### TEXT SEGMENT
╔══

He added, “I’m just trying to get back to the days where it’s more creative competition. So, when I was asked the question, ‘Would you do Verzuz?’ I said, ‘Nah.’ And they said, ‘Why?’ I said, ‘It reminds me too much of clashing right now.’ They were like, ‘What’s wrong with clashing? It’s part of your culture.'”

Paul continued, “I said, ‘Some things in culture are great, and some things in culture are very negative. I’m just trying to be the change I want to see in the universe and big up more the positive side of things.’ There are many positive things that come from our genre like us helping to spawn other music like Reggaeton. Personally, I’m just tired of seeing us go at each other.”

Since its inception during the COVID-19 pandemic in 2020, Verzuz has hosted friendly hits-for-hits duels like Teddy Riley vs Babyface, Bounty Killer vs Beenie Man, DMX vs Snoop Dogg, Brandy vs Monica, Jeezy vs Gucci Mane, and Ashanti vs Keyshia Cole. Over 8 million viewers watched R&B divas Ashanti and Cole on January 21.

╚══

### WORK REQUEST A
Reproduce everything in the Verzuz article from "Since its inception" down to "on January 21.".
### WORK REQUEST B
Write the next portion of the Verzuz article, beginning immediately after its final sentence.
The material that follows comes from a different source than the article above.

### DATA BLOCK
╔══

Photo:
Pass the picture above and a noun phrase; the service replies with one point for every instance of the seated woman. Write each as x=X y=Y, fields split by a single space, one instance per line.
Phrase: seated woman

╚══

### ANSWER BOX A
Since its inception during the COVID-19 pandemic in 2020, Verzuz has hosted friendly hits-for-hits duels like Teddy Riley vs Babyface, Bounty Killer vs Beenie Man, DMX vs Snoop Dogg, Brandy vs Monica, Jeezy vs Gucci Mane, and Ashanti vs Keyshia Cole. Over 8 million viewers watched R&B divas Ashanti and Cole on January 21.

### ANSWER BOX B
When the video-sharing service Triller purchased Verzuz in March, the brand’s original founders Swizz Beatz and Timbaland were added to the Triller Verzuz management team. Plus, 46 of the acts that participated in the series became Triller shareholders.

The next scheduled Verzuz event is set to see Blackout! collaborators Redman and Method Man meet up for a 4/20 special. In addition, 1990s-era R&B girl groups SWV and Xscape are currently expected to run through their most memorable records on May 8. There have also been teases of rematches as well as a “Ladies Night” edition.